PROBLEM REQUIREMENTS: Reproduce every line of the entries below word for word.

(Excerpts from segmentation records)
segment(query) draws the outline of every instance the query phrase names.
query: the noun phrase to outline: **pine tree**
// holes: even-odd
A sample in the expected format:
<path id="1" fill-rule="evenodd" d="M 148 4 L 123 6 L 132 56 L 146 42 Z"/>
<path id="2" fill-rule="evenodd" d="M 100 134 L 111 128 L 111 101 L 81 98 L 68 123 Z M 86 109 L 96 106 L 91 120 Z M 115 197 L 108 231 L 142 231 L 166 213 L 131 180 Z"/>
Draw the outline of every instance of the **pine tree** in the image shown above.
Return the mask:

RESPONSE FOR THIS EXERCISE:
segment(query) draws the outline of every instance the query phrase names.
query: the noun phrase to outline: **pine tree**
// holes: even-odd
A sample in the expected format:
<path id="1" fill-rule="evenodd" d="M 148 4 L 123 6 L 132 56 L 146 42 Z"/>
<path id="2" fill-rule="evenodd" d="M 100 134 L 111 128 L 111 101 L 81 98 L 68 123 Z M 86 109 L 96 106 L 91 120 Z M 115 197 L 108 231 L 142 231 L 166 213 L 131 180 Z"/>
Draw the outline of every instance of the **pine tree** in the image shown above.
Return the mask:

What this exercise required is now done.